[Start of Given data]

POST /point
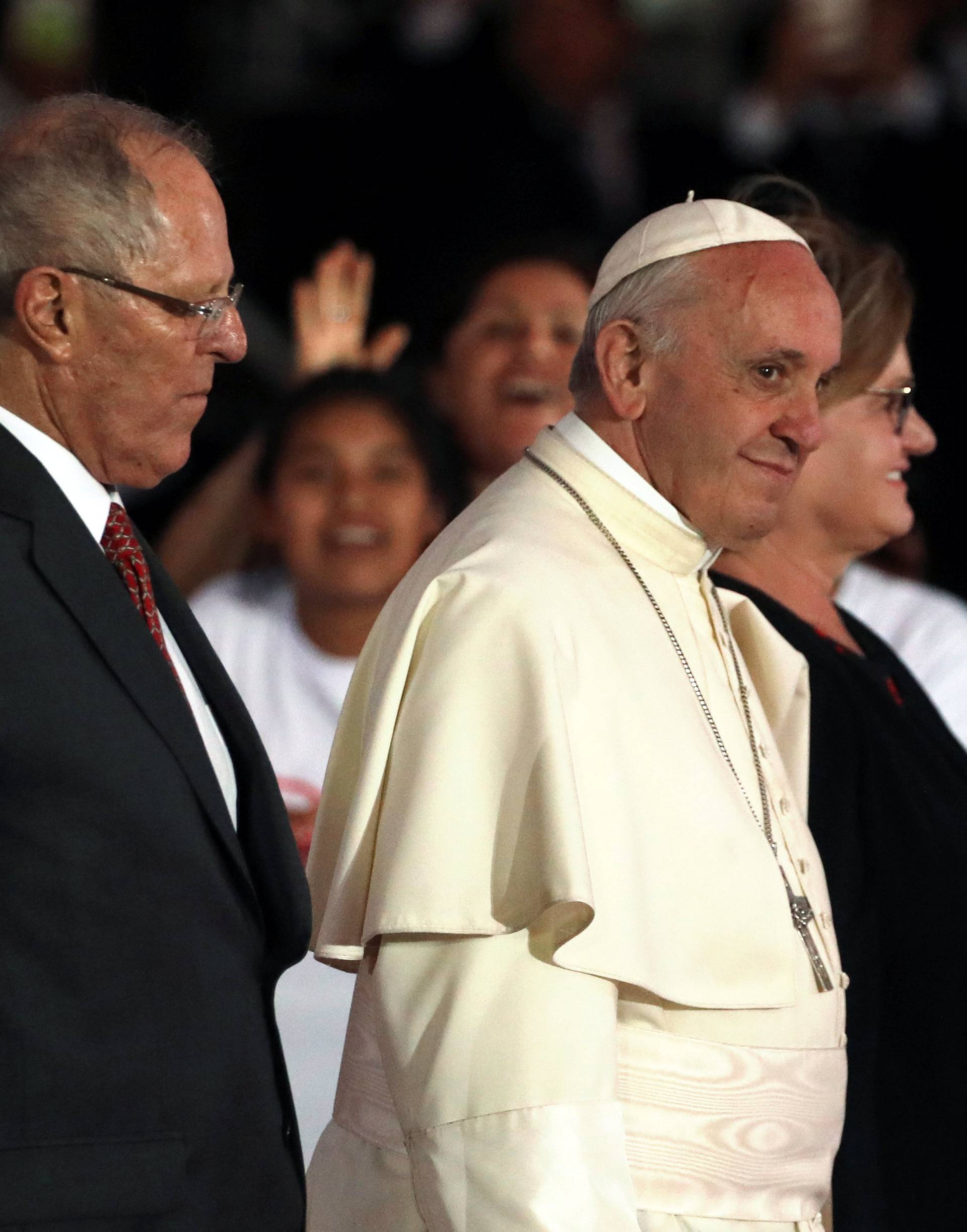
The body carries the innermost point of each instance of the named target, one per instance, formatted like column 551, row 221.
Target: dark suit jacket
column 142, row 1084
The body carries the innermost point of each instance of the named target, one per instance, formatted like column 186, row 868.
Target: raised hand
column 330, row 312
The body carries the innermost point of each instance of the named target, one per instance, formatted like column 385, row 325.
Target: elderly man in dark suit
column 151, row 894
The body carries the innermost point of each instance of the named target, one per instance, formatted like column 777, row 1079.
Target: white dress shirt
column 92, row 502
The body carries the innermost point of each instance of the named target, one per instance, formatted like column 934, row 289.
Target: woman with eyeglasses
column 887, row 779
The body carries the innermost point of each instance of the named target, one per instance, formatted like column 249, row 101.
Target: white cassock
column 582, row 1003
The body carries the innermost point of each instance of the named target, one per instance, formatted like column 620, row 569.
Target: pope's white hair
column 646, row 297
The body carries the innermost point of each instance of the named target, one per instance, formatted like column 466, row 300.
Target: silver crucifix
column 802, row 916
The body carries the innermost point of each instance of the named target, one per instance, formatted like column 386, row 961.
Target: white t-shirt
column 294, row 693
column 926, row 626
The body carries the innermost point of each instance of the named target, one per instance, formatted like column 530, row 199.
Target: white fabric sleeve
column 503, row 1071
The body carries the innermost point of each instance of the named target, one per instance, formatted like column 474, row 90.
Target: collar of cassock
column 636, row 513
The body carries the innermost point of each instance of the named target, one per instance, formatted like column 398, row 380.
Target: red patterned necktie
column 123, row 551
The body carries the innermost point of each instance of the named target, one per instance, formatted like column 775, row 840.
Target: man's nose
column 801, row 423
column 228, row 343
column 536, row 338
column 918, row 437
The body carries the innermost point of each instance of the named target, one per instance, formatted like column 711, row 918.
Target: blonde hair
column 868, row 276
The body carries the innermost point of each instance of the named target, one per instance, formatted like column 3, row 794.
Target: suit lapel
column 89, row 587
column 263, row 822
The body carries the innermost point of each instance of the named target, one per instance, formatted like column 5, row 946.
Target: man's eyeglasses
column 210, row 311
column 900, row 404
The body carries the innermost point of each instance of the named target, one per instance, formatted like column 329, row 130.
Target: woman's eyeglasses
column 900, row 404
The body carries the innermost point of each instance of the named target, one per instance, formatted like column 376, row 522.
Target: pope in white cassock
column 563, row 831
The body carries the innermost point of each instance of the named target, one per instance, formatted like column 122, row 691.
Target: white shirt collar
column 90, row 499
column 587, row 442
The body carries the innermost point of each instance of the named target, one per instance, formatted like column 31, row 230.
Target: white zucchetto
column 688, row 227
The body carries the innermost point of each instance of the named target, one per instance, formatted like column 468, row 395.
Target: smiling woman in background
column 506, row 356
column 355, row 480
column 887, row 779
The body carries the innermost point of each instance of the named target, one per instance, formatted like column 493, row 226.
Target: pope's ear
column 45, row 304
column 620, row 361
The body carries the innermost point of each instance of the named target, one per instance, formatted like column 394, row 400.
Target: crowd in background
column 433, row 131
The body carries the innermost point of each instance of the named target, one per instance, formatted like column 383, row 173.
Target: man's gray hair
column 70, row 192
column 646, row 297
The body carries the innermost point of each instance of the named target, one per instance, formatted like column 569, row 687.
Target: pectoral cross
column 802, row 916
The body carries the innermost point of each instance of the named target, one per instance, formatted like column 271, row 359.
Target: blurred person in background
column 503, row 366
column 355, row 478
column 887, row 779
column 924, row 625
column 506, row 338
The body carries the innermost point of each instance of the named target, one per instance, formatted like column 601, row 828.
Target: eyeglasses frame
column 907, row 395
column 211, row 311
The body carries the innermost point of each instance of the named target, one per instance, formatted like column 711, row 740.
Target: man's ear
column 620, row 366
column 45, row 307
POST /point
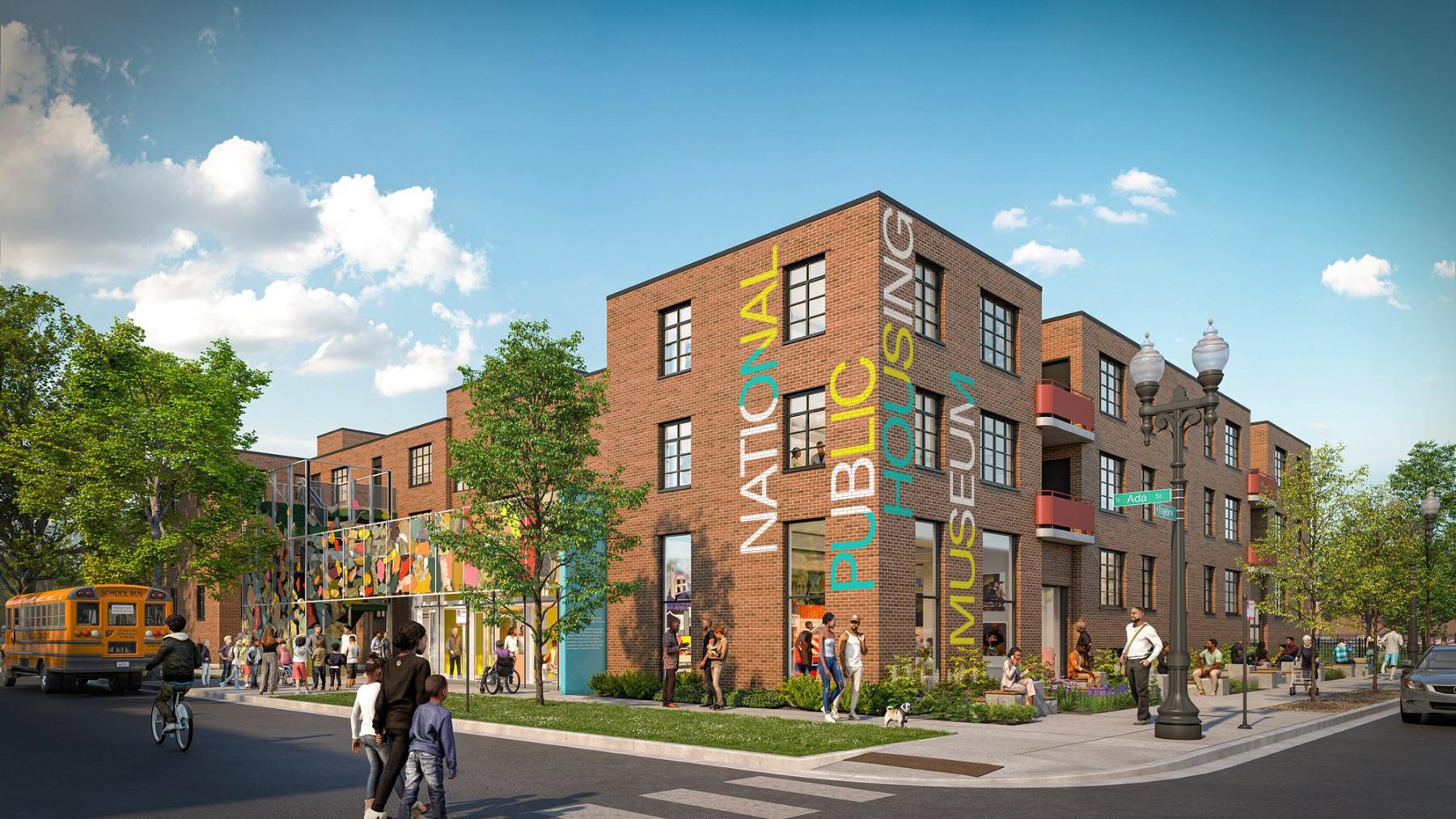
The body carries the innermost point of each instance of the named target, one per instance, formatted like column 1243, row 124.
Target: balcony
column 1064, row 416
column 1064, row 519
column 1261, row 487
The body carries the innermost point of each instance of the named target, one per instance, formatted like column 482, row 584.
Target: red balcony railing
column 1060, row 511
column 1064, row 402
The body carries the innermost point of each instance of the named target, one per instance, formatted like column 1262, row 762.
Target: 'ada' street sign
column 1143, row 497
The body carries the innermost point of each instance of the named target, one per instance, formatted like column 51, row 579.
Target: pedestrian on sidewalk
column 1139, row 651
column 832, row 681
column 1392, row 643
column 671, row 646
column 431, row 751
column 402, row 691
column 851, row 647
column 269, row 662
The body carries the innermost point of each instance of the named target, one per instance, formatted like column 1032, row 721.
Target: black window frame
column 990, row 325
column 679, row 338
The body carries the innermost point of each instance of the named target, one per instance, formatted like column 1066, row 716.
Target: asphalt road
column 92, row 755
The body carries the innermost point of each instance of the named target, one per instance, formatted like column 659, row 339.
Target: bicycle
column 184, row 715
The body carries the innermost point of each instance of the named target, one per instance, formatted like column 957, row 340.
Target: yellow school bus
column 72, row 636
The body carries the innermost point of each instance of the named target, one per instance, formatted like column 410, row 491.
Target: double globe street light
column 1179, row 717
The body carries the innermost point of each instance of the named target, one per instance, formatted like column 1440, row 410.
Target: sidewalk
column 1066, row 749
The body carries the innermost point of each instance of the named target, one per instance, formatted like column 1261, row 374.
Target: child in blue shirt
column 431, row 748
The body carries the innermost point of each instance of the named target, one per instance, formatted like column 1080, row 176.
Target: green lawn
column 686, row 726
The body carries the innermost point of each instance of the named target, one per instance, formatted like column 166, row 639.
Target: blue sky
column 408, row 178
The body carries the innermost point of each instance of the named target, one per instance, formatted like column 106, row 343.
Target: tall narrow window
column 420, row 465
column 926, row 429
column 677, row 453
column 806, row 429
column 1149, row 564
column 1230, row 518
column 1110, row 480
column 997, row 333
column 677, row 338
column 1149, row 482
column 926, row 589
column 677, row 589
column 807, row 299
column 1110, row 387
column 1111, row 577
column 928, row 299
column 997, row 449
column 806, row 586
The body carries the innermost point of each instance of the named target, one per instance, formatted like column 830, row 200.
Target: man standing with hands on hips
column 1139, row 653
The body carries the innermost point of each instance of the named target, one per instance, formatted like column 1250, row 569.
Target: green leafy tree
column 36, row 547
column 540, row 524
column 1432, row 467
column 138, row 453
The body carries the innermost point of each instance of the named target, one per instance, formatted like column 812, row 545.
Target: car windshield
column 1441, row 660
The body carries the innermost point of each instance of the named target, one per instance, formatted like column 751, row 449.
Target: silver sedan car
column 1430, row 687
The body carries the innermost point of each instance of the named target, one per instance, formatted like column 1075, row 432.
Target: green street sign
column 1143, row 497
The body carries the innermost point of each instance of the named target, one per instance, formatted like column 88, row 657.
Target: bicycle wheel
column 158, row 724
column 184, row 732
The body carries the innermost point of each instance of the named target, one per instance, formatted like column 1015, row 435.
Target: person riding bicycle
column 178, row 658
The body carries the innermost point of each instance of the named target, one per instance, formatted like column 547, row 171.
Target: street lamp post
column 1179, row 717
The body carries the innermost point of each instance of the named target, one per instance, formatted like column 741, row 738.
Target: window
column 1230, row 445
column 677, row 453
column 420, row 465
column 997, row 451
column 1111, row 577
column 926, row 431
column 806, row 429
column 677, row 338
column 928, row 299
column 926, row 589
column 1230, row 518
column 807, row 299
column 1149, row 564
column 997, row 333
column 1110, row 480
column 806, row 600
column 677, row 589
column 1110, row 387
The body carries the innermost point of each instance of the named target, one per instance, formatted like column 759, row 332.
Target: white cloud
column 1366, row 278
column 1143, row 182
column 1044, row 258
column 1009, row 219
column 1120, row 218
column 430, row 366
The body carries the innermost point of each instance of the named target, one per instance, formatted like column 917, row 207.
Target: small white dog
column 897, row 717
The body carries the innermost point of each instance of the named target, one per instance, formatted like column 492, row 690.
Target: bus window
column 121, row 614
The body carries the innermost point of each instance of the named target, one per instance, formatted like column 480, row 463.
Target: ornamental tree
column 540, row 524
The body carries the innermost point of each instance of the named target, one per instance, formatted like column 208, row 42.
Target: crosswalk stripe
column 730, row 804
column 587, row 811
column 811, row 789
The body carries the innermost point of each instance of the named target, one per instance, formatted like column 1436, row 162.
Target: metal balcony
column 1064, row 519
column 1063, row 414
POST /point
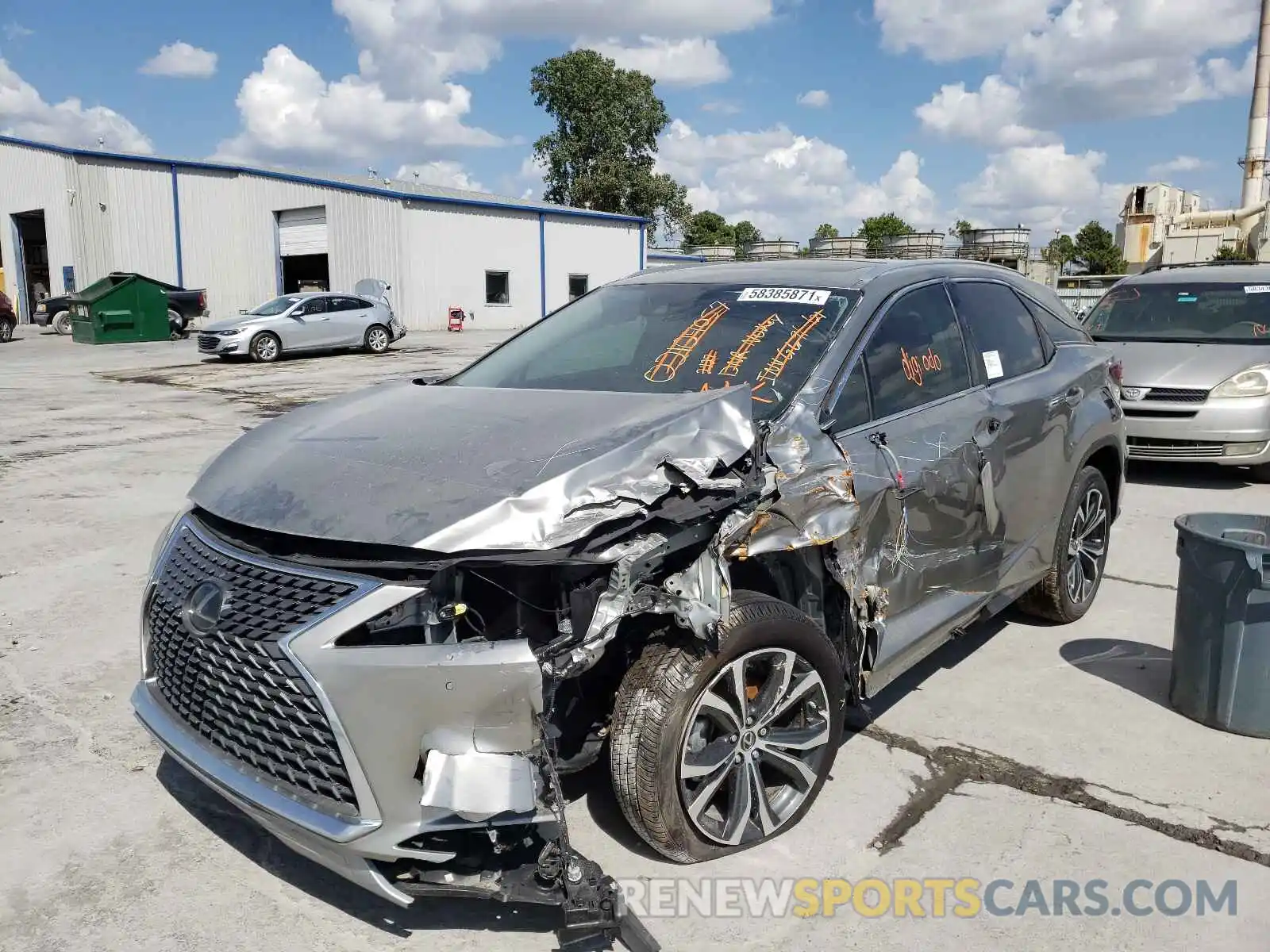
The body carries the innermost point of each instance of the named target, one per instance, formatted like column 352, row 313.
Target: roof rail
column 1214, row 263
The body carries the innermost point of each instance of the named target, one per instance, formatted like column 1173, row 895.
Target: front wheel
column 715, row 753
column 1068, row 589
column 378, row 340
column 266, row 348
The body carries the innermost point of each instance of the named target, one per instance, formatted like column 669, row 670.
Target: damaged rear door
column 907, row 414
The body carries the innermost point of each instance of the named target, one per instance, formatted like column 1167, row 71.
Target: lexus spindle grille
column 234, row 685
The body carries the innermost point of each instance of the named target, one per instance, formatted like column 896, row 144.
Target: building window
column 497, row 289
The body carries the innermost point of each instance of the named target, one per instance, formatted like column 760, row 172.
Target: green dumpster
column 120, row 309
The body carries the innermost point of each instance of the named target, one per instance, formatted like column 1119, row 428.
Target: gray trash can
column 1221, row 672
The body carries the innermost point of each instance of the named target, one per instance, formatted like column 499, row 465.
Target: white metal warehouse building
column 71, row 216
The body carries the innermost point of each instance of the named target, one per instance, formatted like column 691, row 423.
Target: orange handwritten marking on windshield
column 784, row 355
column 681, row 348
column 747, row 344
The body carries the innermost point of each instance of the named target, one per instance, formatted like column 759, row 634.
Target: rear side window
column 916, row 355
column 1003, row 338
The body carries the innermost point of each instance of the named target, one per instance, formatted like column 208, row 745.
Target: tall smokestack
column 1259, row 118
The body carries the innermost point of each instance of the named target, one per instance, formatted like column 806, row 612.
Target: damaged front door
column 907, row 416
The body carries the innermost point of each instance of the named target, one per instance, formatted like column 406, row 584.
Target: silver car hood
column 464, row 469
column 1151, row 363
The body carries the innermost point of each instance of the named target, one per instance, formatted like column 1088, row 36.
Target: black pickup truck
column 183, row 308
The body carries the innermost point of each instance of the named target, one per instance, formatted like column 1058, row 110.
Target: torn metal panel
column 467, row 469
column 479, row 786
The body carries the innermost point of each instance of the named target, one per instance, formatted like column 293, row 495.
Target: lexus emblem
column 203, row 607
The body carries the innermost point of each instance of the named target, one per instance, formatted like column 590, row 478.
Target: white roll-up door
column 302, row 232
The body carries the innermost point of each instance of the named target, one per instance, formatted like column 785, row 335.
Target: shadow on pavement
column 1132, row 666
column 271, row 854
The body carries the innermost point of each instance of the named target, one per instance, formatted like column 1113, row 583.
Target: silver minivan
column 1194, row 343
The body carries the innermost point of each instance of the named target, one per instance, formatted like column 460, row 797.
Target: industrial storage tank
column 851, row 247
column 996, row 244
column 920, row 244
column 717, row 253
column 770, row 251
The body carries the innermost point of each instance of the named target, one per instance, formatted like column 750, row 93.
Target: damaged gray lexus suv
column 679, row 524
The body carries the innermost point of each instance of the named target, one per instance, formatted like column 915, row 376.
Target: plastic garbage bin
column 1221, row 672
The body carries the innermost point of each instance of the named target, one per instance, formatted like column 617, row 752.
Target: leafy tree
column 1096, row 251
column 602, row 152
column 1232, row 253
column 880, row 228
column 1060, row 251
column 747, row 234
column 708, row 228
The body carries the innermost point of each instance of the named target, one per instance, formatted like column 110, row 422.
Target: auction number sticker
column 798, row 296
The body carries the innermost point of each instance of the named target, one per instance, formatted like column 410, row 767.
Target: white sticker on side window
column 797, row 296
column 992, row 365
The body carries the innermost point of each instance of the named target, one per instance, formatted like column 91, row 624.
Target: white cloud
column 25, row 113
column 673, row 63
column 992, row 116
column 181, row 60
column 1043, row 188
column 417, row 44
column 444, row 173
column 787, row 184
column 945, row 31
column 1181, row 164
column 291, row 113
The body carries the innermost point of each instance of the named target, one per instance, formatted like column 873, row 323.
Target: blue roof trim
column 321, row 183
column 664, row 257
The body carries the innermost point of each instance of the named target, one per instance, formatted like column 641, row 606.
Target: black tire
column 651, row 727
column 266, row 347
column 1052, row 598
column 378, row 340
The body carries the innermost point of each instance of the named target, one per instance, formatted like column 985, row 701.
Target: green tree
column 708, row 228
column 880, row 228
column 1096, row 251
column 1060, row 251
column 747, row 234
column 602, row 152
column 1232, row 253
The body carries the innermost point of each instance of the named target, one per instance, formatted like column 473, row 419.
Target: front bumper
column 1229, row 432
column 419, row 729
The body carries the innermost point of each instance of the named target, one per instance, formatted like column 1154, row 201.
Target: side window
column 916, row 355
column 1003, row 338
column 851, row 409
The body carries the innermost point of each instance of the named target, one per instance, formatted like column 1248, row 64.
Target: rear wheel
column 378, row 340
column 266, row 348
column 715, row 753
column 1080, row 552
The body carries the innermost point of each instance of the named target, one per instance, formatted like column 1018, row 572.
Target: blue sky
column 1039, row 112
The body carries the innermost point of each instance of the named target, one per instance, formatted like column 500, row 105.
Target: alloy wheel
column 755, row 747
column 1087, row 546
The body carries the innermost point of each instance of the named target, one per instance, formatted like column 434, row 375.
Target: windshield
column 673, row 338
column 276, row 306
column 1204, row 313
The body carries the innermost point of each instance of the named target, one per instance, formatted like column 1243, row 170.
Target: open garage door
column 302, row 232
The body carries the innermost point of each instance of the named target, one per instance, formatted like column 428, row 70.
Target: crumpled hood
column 461, row 469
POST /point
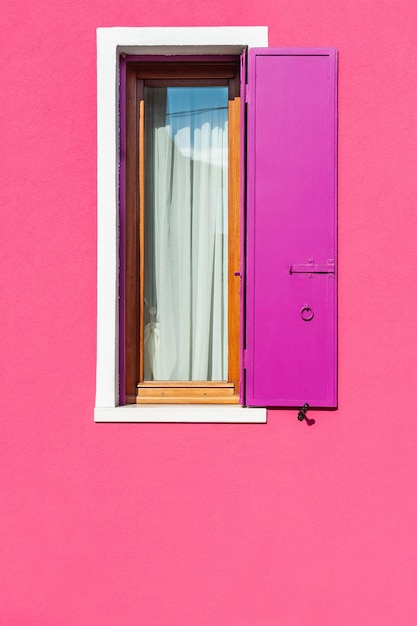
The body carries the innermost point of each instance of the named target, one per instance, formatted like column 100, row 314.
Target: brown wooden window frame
column 184, row 72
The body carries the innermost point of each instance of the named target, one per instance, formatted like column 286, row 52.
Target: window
column 180, row 172
column 283, row 207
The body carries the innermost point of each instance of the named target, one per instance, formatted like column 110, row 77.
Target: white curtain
column 186, row 275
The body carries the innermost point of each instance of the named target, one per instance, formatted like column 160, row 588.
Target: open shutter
column 290, row 355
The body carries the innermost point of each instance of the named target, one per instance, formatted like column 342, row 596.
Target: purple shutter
column 290, row 355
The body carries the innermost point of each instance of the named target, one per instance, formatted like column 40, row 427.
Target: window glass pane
column 186, row 243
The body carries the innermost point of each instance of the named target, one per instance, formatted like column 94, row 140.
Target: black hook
column 302, row 412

[End of Given data]

Your goal → Write out everything from the line that contains "1436, row 162." down to the line that contains "column 907, row 414", both included, word for word and without the pictures.

Written response →
The body carries the innermost point of each instance of the named target, one per instance, formatted like column 1436, row 162.
Target: metal balcony
column 1064, row 519
column 1063, row 414
POST /point
The body carries the innermost point of each instance of the named target, one per instance, formatted like column 352, row 313.
Target: roof rail
column 1214, row 263
The body carries the innermost point of each instance of the named target, one per instance, formatted like column 1173, row 895.
Target: front wheel
column 715, row 753
column 1068, row 589
column 378, row 340
column 266, row 348
The body carries the innermost point of each instance of the named target, one per instance, formatted like column 669, row 670.
Target: damaged rear door
column 907, row 414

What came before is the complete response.